- What you should do -
Gather each line of the data below that contains the string "bear", and copy those lines without any changes.

Stored items
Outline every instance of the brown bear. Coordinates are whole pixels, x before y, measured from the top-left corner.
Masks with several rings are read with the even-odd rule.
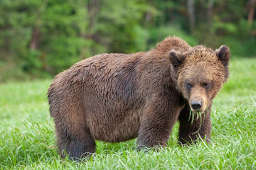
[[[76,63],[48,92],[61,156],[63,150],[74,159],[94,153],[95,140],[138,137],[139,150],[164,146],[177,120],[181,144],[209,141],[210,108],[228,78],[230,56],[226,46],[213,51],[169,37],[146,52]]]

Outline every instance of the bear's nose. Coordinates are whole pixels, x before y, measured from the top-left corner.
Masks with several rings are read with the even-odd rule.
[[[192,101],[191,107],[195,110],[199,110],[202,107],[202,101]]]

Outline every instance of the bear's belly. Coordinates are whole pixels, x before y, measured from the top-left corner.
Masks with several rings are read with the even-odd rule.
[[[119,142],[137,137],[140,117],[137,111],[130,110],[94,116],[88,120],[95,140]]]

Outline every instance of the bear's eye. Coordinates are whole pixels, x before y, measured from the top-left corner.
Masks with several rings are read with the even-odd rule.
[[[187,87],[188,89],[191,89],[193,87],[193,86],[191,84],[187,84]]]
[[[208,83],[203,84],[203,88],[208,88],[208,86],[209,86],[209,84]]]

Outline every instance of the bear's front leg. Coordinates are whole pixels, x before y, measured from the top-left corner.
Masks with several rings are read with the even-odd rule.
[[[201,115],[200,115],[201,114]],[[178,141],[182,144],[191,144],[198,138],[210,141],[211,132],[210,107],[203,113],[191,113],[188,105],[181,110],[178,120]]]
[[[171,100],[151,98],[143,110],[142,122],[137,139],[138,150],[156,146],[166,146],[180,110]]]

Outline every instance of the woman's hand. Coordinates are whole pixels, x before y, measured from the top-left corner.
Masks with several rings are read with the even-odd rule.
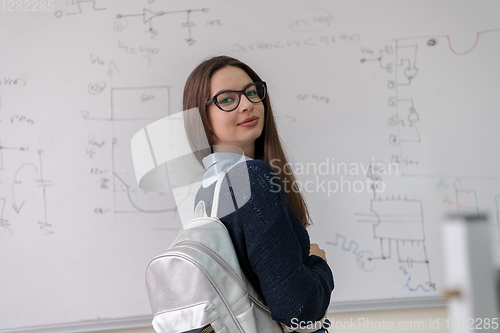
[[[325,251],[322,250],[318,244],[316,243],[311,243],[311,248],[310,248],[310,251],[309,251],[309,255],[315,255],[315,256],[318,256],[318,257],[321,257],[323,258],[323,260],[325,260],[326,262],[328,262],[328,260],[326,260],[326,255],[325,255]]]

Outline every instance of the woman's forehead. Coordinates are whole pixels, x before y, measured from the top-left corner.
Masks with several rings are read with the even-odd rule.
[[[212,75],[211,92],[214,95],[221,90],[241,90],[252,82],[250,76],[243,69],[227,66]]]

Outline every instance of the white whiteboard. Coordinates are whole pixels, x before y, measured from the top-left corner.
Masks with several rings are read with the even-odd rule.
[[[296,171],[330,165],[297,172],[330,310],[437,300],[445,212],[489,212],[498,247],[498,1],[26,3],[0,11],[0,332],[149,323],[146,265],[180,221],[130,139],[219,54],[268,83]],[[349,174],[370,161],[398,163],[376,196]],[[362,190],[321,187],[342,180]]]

--

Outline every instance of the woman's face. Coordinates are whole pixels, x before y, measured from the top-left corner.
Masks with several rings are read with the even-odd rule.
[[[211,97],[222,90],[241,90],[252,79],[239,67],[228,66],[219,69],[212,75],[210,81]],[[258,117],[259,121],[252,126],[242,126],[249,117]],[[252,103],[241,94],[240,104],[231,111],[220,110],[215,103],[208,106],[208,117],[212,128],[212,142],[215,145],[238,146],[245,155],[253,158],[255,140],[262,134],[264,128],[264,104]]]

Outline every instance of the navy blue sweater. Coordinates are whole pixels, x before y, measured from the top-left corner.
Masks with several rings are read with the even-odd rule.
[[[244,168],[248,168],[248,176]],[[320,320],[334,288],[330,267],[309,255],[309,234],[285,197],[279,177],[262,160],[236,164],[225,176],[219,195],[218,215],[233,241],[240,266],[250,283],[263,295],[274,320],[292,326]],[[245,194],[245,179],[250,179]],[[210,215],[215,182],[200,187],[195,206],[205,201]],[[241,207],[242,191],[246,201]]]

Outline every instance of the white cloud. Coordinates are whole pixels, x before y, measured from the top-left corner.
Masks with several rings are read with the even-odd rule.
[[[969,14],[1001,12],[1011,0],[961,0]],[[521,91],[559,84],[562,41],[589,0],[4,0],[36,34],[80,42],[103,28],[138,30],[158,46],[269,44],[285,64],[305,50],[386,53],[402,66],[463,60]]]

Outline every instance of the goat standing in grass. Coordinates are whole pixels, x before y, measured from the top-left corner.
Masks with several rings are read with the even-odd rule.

- Exercise answer -
Outline every instance of the brown bear. Coordinates are whole pixels, x before y, measured from the top-left corner.
Outline every instance of the bear's nose. Coordinates are whole pixels, x before y, measured from the top-left corner.
Outline every instance of the bear's belly. Coordinates are whole pixels, x before y, measured from the top-left corner.
Outline every instance of the bear's eye. Coordinates are whole pixels, x before y, measured from the top-left corner.
Outline every instance of the bear's front leg. Coordinates are whole pixels, x before y, measured from the top-left corner.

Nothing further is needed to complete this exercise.